[Natural language region descriptions]
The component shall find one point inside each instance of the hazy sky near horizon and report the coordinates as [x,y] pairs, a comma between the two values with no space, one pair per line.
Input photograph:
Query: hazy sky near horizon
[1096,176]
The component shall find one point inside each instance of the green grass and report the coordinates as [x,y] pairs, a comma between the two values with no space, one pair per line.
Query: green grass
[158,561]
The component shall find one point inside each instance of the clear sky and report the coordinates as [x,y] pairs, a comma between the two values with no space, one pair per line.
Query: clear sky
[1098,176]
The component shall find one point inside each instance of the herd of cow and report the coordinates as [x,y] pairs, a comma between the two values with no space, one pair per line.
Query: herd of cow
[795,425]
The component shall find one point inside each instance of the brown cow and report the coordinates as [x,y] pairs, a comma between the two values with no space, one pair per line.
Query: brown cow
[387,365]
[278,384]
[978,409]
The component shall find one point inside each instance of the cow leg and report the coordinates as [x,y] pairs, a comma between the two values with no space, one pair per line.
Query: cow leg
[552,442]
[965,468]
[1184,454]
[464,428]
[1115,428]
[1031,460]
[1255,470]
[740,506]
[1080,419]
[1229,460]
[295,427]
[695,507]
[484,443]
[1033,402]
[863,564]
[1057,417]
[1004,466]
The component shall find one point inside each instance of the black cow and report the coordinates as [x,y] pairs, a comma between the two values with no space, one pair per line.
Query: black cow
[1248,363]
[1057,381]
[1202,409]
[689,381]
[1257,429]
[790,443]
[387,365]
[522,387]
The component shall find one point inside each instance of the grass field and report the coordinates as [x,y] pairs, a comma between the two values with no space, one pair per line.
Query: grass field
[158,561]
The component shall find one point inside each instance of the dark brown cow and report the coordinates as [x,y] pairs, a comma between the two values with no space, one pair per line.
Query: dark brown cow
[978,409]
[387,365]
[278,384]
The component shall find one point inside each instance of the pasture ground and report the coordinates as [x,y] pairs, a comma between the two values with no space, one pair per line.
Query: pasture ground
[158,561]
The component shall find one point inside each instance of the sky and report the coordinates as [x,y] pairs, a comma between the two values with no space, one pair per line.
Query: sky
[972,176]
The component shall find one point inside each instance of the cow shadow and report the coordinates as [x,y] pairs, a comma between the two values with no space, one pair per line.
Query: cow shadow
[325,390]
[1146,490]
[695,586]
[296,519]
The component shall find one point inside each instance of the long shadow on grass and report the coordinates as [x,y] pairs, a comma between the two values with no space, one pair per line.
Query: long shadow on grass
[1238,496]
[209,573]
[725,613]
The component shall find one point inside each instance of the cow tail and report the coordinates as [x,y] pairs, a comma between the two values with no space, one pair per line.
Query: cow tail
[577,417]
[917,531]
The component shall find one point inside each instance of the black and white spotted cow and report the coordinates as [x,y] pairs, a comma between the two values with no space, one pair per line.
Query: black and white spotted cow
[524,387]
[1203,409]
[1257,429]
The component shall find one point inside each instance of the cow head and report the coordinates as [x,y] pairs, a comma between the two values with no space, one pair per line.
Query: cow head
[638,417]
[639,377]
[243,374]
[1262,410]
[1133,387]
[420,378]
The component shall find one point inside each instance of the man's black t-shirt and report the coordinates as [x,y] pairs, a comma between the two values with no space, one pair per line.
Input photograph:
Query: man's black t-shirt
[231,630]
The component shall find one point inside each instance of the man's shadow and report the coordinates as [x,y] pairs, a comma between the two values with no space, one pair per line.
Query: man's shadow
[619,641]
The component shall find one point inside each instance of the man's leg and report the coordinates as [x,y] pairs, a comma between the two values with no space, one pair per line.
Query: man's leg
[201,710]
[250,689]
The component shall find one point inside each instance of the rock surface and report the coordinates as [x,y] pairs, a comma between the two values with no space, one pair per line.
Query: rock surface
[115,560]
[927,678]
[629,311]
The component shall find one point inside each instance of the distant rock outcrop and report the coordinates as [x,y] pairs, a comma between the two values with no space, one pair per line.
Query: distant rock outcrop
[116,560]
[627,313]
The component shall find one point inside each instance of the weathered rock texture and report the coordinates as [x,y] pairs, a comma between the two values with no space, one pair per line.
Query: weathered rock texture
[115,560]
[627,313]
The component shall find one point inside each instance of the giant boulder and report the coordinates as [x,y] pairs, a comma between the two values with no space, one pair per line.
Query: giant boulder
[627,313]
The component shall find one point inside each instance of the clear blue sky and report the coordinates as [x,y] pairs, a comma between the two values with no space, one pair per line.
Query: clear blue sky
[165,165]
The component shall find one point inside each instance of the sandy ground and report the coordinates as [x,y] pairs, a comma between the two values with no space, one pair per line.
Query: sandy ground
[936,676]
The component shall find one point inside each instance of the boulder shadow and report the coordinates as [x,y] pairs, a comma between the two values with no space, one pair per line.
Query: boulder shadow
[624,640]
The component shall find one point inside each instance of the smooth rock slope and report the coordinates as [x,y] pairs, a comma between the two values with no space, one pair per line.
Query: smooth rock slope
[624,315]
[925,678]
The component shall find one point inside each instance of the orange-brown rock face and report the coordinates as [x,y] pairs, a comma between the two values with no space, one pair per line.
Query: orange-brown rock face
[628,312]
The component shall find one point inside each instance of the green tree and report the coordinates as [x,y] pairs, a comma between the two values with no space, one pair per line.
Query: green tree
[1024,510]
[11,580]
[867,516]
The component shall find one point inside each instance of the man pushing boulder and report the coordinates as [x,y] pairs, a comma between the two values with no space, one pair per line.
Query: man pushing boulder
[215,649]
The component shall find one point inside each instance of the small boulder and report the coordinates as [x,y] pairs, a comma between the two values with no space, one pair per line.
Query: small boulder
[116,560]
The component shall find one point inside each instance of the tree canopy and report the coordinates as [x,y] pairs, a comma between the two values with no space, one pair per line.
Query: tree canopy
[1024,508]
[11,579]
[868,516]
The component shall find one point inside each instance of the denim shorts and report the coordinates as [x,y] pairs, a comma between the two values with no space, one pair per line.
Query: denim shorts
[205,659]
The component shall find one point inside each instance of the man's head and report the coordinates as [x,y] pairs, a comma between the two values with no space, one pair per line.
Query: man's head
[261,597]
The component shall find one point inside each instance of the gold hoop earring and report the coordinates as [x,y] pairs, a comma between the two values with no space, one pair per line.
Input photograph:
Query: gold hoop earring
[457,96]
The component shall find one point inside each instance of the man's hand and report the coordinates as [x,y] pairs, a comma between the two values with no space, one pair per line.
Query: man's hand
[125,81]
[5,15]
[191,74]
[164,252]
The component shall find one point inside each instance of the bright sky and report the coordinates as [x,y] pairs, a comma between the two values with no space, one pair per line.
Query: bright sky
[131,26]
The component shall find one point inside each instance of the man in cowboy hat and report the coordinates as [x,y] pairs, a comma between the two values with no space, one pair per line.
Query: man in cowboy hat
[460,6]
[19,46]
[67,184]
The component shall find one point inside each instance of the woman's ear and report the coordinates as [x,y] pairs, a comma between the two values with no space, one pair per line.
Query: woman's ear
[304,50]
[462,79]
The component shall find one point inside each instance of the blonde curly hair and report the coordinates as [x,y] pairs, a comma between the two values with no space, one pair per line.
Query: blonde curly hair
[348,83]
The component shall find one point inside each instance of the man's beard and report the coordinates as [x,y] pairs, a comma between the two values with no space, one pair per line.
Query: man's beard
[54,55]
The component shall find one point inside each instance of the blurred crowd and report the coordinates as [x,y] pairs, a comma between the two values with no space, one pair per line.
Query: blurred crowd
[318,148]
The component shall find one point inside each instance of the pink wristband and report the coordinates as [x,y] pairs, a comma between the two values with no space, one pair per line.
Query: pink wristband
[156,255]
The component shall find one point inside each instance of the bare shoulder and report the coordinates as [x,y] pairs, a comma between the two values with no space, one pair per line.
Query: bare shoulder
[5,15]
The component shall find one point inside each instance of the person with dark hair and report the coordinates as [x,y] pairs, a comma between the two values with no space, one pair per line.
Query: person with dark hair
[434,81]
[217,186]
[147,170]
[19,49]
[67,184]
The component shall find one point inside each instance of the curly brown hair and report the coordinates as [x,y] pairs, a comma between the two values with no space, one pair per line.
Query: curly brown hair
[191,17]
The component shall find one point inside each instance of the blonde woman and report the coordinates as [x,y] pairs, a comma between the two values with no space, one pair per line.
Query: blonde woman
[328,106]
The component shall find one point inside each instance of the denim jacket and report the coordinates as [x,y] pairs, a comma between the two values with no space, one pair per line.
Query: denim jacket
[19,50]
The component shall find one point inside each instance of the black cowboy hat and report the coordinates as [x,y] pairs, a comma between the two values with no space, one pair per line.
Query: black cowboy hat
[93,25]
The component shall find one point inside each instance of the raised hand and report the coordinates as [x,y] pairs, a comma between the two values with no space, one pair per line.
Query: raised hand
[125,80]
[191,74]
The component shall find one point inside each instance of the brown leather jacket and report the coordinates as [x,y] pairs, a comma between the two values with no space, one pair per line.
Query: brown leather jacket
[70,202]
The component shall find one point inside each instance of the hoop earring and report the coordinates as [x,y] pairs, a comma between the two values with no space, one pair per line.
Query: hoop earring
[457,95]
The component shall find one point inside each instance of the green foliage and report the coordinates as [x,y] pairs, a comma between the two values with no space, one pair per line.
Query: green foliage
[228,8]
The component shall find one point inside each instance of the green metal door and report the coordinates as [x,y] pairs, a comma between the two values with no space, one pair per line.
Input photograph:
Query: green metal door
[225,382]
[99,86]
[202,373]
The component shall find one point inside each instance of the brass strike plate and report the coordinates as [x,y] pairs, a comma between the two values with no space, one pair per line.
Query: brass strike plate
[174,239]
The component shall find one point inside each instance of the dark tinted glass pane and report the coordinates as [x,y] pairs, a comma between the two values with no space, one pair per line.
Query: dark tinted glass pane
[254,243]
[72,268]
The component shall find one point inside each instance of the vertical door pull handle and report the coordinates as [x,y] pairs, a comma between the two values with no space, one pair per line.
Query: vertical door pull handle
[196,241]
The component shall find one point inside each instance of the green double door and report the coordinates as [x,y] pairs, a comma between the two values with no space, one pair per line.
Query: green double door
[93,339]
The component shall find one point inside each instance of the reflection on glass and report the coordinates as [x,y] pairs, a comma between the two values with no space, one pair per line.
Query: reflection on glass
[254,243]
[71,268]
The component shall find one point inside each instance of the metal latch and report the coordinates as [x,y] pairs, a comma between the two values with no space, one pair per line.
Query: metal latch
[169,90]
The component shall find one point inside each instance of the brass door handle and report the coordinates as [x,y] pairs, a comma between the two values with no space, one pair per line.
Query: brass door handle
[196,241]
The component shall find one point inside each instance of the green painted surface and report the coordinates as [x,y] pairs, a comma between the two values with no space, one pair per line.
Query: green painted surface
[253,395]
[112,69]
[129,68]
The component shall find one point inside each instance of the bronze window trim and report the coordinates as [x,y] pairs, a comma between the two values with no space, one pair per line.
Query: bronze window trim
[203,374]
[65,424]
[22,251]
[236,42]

**What to work on**
From the line containing "Query: reflection on glass" to the last line of the data above, copy each line exactly and add nothing.

**Finished exercise**
Query: reflection on glass
[254,243]
[71,268]
The component shall find one point inside each instance of the metal latch and report the coordinates as [x,y] pairs, a comma between the two values with no space, one pair per line.
Query: metal latch
[169,90]
The component shall find one point inside each instance of the brass door handle and report the coordinates as [x,y] pairs, a comma between the two values with no space, one pair per line.
Query: brass door handle
[196,241]
The component shall find one point inside each instance of the green painted surface and report the coordinates as [x,y] pairs, a comma between the two values with no space, one pair per line.
Query: green painted surface
[253,395]
[112,69]
[129,68]
The component shall find one point inside each instance of the bronze window trim and report the coordinates as [x,y] pairs, a comma between the two values with no space, one pair per line.
Query: bronze window trim
[203,374]
[65,424]
[22,251]
[236,42]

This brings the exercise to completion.